The following is the text of a talk given at a workshop organised by Professor Dr. Claudine Moulin and colleagues at the University of Trier Centre for Digital Humanities (the workshop was called Möglichkeiten der automatischen Manuskriptanalyse) on Feb 24th 2014. At the time, I was University of Wales Chair in Digital collections at The National Library of Wales (NLW), running a collaborative research programme on the digital collections of Wales. I was interested in questions of how cultural heritage organisations which hold cohesive national
digital collections, and collaborative frameworks to support interdisciplinary
and collaborative research, can create new opportunities to
build a digital workspace that can effect the sort of transformative research
that has been the promise of digital humanities for many years. In the talk, I looked at the history of 'copying' at NLW, and looked at how the digital dissemination of knowledge is part of a long tradition of copying and distributing manuscripts in Libraries. In the talk, I looked at the ways that some of NLW's most iconic material, including the Hengwrt Chaucer manuscripts, have been copied and disseminated over the past hundred years. As new methods of manuscript digitisation are developed (including RTI and hyperspectral imaging) are developed, I make the argument that we should be moving away from 'mass digitisation' towards 'slow digitisation': that we can learn more from looking at all the copied versions of a manuscript than a form of 'distant reading' of whole collections. Libraries should spend effort on bringing together all existing copies of a manuscript (rotograph, photostat, photograph) and bring them together with images gathered using new technologies, making the complete 'biography' of a manuscript available to scholars. I've also written about some of the preparatory work for this an article taken from a keynote I gave at the Sheffield HRI Digital Humanities Conference in 2012. As this talk was written to be read, it's a little rough in places but I do hope to continue this research now I am at Glasgow University and write this up as a fuller article in the near future. Some of these themes were also taken up at a workshop I organised with Andrew Prescott at NLW in 2015, and we hope to run a follow on event next year.
□ □ □ □ □
- **Written instruction 1**
Answer these questions about the page, one line each:
(a) On what date was the talk given?
(b) Which manuscripts does the page name among the most iconic material of The National Library of Wales?
(c) With whom did the writer organise a workshop at The National Library of Wales in 2015?

- **Provided records**
□ □ □ □ □
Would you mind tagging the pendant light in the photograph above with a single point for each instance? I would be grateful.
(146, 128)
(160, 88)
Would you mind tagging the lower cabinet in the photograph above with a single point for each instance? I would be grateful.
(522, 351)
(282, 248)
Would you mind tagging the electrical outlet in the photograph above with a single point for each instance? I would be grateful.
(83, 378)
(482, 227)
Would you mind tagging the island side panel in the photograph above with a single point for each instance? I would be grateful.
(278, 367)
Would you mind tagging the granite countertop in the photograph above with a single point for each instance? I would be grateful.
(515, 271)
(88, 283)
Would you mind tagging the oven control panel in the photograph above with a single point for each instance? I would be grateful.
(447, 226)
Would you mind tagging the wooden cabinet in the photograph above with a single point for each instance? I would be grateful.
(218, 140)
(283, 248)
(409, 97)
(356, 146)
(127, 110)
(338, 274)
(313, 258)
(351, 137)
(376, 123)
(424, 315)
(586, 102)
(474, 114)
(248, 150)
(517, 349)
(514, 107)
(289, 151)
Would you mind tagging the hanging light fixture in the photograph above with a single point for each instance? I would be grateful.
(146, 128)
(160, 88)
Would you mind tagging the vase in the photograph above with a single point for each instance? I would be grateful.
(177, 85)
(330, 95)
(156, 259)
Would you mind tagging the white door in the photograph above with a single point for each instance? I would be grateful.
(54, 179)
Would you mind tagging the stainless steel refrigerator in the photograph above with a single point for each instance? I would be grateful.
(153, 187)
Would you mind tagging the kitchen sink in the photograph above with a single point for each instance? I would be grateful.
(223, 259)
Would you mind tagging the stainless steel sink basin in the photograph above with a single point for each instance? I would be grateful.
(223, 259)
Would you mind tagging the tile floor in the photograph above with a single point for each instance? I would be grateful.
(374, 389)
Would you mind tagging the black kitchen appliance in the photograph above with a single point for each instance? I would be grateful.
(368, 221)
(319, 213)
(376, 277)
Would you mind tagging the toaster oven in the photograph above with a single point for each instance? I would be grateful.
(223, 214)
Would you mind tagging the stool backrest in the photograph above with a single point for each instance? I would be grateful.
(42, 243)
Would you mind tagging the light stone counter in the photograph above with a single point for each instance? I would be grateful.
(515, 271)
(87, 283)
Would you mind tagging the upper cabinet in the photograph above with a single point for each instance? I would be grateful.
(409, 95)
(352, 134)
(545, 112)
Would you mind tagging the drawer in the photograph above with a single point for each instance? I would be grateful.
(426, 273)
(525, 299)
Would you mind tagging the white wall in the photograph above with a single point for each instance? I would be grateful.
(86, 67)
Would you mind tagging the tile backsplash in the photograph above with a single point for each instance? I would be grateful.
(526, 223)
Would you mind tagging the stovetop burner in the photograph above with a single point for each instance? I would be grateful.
□ □ □ □ □
- **Written instruction 2**
Lay out the listing as a numbered list from the line containing "Would you mind tagging the white wall" through the end of the listing, omitting blank lines.

- **Task result 1**
(a) Feb 24th 2014
(b) The Hengwrt Chaucer manuscripts
(c) Andrew Prescott

- **Task result 2**
1. Would you mind tagging the white wall in the photograph above with a single point for each instance? I would be grateful.
2. (86, 67)
3. Would you mind tagging the tile backsplash in the photograph above with a single point for each instance? I would be grateful.
4. (526, 223)
5. Would you mind tagging the stovetop burner in the photograph above with a single point for each instance? I would be grateful.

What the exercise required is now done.